JF has now returned to employment, although her evidence is that she finds it difficult to work with male colleagues. She prefers working in a female-dominated workplace.
JF also gave evidence that she has recently started back at the gym and now walks her dog by herself.
As noted above, since the incident JF has re-partnered. Her evidence is that the effects of the incident continue to impact on her intimate relationship with her partner.
Section 79 of the Evidence Act – Convictions as Evidence in Civil Proceedings
It is submitted on JF's behalf that the evidence of the Respondent's conviction for sexual assault[36] is to be taken as proof that the Respondent committed the acts and possessed the state of mind which at law constitutes that offence, unless the Respondent proves to the contrary.
[36] Exhibit 2 (n 4).
Section 79(2) of the Evidence Act provides that in any civil proceeding the fact that a person has been convicted by a court of an offence is admissible in evidence for the purpose of proving, where to do so is relevant to any issue in the proceeding, that the person committed that offence.
Section 79(3) of the Evidence Act further provides that in any civil proceeding in which by virtue of this section a person is proved to have been convicted by a court of an offence, that person shall, unless the contrary is proved, be taken to have committed the acts and to have possessed the state of mind (if any) which at law constitutes the offence.
As previously noted, the Respondent was convicted of sexual assault in contravention of s 352 of the Criminal Code in relation to a complaint made by JF. Accordingly, it has been established[37] that the Respondent committed that offence and is taken to have committed the acts which constituted the offence.
[37] By the tendering of the Verdict and Judgment Record; Exhibit 2 (n 4).
Those matters are a relevant consideration in this proceeding, particularly in the absence of the Respondent. The fact of JF making a complaint and the circumstances of the Respondent being convicted of the offence of sexual assault is consistent with JF's evidence before the Commission.

#### Natural-language object grounding data
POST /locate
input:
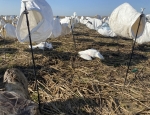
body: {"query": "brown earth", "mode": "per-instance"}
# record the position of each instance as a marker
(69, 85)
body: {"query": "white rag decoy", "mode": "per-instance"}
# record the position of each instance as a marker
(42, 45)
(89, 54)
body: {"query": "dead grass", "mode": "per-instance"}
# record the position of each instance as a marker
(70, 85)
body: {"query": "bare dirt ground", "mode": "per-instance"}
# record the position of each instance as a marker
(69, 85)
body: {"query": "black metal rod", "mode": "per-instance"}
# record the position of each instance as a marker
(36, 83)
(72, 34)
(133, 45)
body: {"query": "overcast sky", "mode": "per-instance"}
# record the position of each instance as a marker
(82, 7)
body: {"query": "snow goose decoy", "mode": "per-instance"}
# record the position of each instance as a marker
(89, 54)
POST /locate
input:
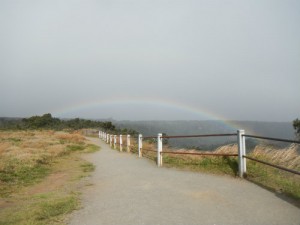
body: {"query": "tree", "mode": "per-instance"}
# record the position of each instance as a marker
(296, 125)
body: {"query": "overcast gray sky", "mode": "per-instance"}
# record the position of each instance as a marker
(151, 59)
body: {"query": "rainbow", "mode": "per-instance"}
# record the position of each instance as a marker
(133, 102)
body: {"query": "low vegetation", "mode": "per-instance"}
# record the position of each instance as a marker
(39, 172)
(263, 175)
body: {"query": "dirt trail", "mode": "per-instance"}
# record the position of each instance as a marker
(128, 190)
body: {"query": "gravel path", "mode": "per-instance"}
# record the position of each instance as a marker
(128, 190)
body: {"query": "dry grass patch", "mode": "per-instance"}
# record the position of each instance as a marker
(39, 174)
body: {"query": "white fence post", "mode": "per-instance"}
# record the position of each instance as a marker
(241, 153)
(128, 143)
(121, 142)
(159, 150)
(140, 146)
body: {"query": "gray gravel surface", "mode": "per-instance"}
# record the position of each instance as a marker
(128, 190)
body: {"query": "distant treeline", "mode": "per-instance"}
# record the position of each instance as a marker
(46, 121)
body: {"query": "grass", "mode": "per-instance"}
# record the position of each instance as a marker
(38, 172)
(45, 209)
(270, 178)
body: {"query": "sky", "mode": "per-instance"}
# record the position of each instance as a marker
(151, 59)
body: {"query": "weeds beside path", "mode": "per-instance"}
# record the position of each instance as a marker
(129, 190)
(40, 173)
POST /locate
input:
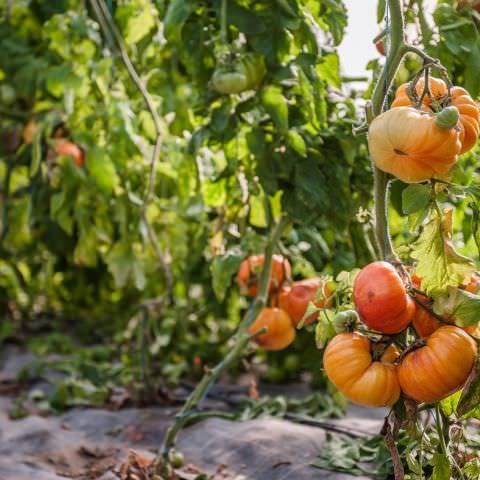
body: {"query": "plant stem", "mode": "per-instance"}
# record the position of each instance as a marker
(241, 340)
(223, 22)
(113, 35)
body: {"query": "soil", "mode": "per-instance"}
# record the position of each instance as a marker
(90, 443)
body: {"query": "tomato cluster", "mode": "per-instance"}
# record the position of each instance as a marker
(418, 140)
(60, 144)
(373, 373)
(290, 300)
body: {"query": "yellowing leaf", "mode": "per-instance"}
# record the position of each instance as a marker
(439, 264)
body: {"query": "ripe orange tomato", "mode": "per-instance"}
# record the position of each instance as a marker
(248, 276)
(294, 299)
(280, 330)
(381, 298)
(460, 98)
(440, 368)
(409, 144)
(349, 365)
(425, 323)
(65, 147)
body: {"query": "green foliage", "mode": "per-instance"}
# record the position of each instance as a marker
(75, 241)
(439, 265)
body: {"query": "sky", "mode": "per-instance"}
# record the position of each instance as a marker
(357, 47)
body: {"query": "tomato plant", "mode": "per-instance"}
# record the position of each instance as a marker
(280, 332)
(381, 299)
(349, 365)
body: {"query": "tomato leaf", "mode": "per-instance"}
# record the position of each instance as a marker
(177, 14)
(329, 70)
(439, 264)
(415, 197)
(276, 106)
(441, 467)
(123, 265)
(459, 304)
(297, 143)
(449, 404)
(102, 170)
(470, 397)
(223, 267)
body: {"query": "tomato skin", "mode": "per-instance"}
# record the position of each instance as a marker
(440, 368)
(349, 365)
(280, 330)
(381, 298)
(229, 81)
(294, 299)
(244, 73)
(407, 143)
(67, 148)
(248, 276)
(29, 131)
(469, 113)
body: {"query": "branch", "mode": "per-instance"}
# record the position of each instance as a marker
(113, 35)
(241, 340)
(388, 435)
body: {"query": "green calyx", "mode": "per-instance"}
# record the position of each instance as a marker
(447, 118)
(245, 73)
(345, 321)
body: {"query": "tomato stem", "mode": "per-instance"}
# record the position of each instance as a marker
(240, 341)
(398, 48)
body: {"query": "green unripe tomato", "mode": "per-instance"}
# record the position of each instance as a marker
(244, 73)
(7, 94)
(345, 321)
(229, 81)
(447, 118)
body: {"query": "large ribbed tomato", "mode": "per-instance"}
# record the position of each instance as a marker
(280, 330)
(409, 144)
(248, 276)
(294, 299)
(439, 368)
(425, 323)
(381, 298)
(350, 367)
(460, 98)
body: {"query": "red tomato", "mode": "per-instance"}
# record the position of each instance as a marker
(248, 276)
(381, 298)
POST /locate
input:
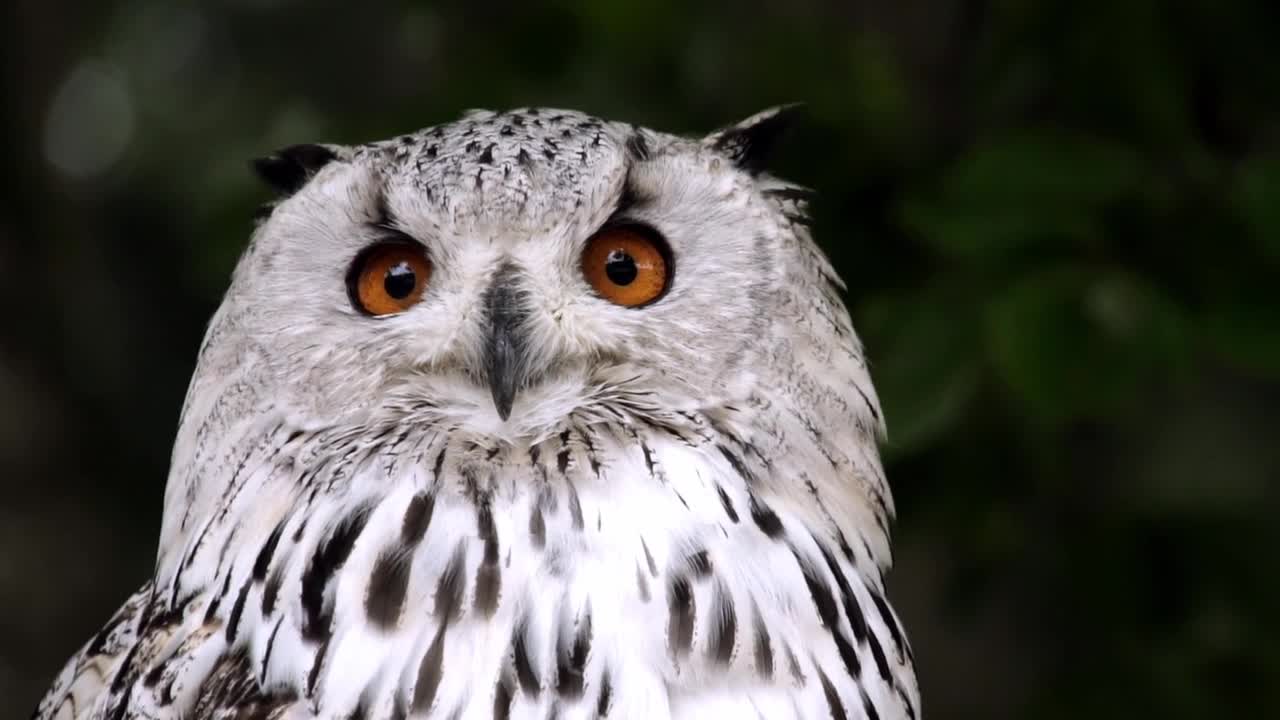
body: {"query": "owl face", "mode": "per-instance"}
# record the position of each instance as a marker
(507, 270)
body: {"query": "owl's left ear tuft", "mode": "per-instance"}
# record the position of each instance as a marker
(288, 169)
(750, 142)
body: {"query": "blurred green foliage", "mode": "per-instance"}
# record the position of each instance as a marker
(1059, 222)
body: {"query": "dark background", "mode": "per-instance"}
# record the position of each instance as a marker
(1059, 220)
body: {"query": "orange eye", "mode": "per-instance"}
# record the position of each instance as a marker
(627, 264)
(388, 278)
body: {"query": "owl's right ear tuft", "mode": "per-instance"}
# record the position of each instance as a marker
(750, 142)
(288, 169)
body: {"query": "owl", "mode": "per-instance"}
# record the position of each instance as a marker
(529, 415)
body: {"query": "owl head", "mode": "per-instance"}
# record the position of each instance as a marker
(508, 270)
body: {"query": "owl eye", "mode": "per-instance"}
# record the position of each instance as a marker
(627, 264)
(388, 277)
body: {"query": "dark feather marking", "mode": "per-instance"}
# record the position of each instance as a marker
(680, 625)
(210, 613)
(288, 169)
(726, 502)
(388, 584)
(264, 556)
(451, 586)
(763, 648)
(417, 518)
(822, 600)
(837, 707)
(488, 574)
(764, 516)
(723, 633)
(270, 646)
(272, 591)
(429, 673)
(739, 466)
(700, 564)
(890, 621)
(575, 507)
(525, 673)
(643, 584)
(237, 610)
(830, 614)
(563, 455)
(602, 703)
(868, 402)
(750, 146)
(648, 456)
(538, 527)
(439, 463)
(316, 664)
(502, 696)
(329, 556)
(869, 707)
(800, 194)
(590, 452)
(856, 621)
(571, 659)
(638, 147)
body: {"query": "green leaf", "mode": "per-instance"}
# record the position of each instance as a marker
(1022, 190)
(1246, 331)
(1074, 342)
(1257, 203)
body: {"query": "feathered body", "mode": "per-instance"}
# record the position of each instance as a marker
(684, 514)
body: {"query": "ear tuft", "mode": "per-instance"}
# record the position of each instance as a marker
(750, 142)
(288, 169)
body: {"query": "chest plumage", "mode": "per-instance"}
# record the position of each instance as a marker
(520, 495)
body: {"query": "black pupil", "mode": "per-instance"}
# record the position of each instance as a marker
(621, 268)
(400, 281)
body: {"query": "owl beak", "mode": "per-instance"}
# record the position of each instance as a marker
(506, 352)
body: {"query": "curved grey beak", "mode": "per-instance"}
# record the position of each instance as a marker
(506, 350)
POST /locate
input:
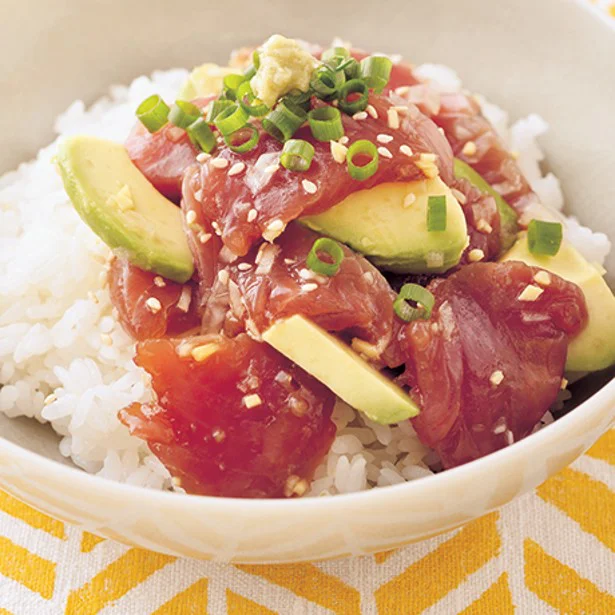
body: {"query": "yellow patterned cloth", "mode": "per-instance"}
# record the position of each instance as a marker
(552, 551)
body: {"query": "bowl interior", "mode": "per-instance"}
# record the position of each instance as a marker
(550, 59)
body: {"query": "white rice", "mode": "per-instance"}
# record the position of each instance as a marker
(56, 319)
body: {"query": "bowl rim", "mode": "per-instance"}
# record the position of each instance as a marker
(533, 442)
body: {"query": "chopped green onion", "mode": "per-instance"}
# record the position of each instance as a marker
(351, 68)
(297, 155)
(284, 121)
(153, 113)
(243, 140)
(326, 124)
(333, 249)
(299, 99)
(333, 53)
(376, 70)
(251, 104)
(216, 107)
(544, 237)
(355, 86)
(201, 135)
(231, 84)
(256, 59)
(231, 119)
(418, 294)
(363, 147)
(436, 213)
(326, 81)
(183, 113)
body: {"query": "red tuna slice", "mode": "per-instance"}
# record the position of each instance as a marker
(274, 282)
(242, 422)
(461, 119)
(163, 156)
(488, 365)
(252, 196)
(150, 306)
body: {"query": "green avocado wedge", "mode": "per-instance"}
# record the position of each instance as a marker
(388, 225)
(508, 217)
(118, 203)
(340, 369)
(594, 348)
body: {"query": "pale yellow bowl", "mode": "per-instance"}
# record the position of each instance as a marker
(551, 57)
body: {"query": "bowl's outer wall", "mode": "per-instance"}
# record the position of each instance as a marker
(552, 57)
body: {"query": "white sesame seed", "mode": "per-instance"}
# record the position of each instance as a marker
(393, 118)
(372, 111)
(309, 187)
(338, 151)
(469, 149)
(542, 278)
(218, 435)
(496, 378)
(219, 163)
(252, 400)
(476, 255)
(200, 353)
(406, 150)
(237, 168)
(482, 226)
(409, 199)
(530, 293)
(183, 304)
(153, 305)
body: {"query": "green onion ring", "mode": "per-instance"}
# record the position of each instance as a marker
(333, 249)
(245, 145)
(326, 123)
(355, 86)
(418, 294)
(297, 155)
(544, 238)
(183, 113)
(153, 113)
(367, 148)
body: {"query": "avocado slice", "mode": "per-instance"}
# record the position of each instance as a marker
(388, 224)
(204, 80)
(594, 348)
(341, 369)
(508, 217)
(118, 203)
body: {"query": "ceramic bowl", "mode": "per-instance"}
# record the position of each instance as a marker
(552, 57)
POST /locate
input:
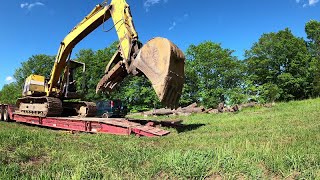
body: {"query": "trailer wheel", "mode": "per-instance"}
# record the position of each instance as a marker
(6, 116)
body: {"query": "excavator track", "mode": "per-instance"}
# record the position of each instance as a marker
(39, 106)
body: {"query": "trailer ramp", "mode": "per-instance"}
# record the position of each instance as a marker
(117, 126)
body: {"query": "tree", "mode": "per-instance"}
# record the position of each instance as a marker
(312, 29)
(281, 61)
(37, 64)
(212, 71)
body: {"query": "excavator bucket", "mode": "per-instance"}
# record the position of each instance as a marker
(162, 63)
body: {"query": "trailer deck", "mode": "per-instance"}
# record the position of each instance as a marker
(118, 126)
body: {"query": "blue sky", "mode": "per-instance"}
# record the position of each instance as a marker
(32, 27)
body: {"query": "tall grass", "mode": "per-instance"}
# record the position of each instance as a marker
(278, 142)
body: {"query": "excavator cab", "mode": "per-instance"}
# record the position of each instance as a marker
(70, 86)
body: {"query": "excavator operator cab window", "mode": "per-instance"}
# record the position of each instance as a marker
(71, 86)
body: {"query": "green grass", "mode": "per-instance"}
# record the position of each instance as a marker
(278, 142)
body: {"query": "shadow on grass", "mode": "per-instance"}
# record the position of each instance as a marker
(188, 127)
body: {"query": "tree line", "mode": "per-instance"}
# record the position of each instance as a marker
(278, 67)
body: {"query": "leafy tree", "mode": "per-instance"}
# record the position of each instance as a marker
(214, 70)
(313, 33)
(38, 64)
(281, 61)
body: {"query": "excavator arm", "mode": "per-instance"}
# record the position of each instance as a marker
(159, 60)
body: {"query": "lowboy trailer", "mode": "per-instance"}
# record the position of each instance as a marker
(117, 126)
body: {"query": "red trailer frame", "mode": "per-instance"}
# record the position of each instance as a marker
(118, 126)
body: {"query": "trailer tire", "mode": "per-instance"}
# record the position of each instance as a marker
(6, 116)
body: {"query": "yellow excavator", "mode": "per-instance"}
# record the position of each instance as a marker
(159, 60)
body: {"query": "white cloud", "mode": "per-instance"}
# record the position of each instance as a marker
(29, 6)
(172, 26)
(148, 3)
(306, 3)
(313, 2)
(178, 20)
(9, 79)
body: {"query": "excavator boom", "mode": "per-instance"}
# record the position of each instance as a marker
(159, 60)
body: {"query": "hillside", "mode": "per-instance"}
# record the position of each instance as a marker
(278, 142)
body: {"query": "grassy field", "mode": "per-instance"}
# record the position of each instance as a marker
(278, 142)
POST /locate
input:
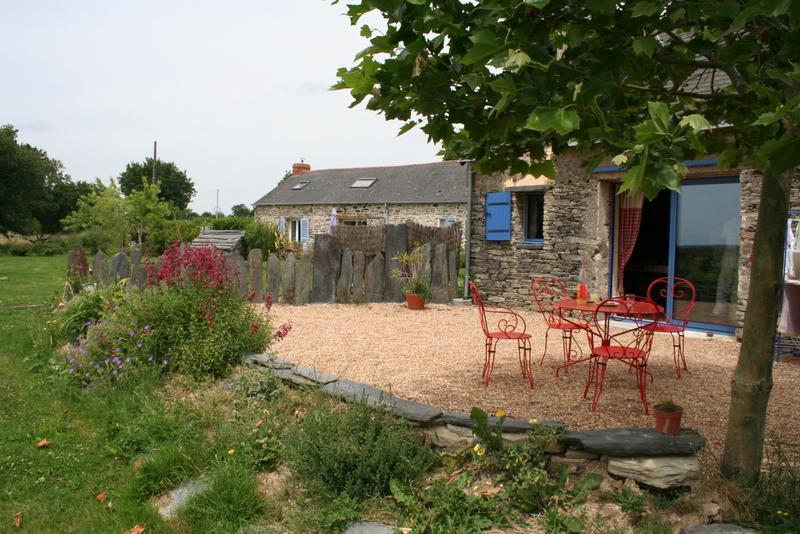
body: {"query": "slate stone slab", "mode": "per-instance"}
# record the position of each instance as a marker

#### WORK TO COMPLETE
1. Answer these questions about the excerpt, one per line:
(a) What kind of workplace does JF prefer working in?
(b) What has JF recently started back at?
(c) Which section of the Criminal Code did the Respondent's sexual assault conviction contravene?
2. Quote the excerpt word for word, everything from "Section 79(2) of" down to "committed that offence.".

#### SOLUTION LIST
1.
(a) A female-dominated workplace.
(b) The gym.
(c) Section 352.

2.
Section 79(2) of the Evidence Act provides that in any civil proceeding the fact that a person has been convicted by a court of an offence is admissible in evidence for the purpose of proving, where to do so is relevant to any issue in the proceeding, that the person committed that offence.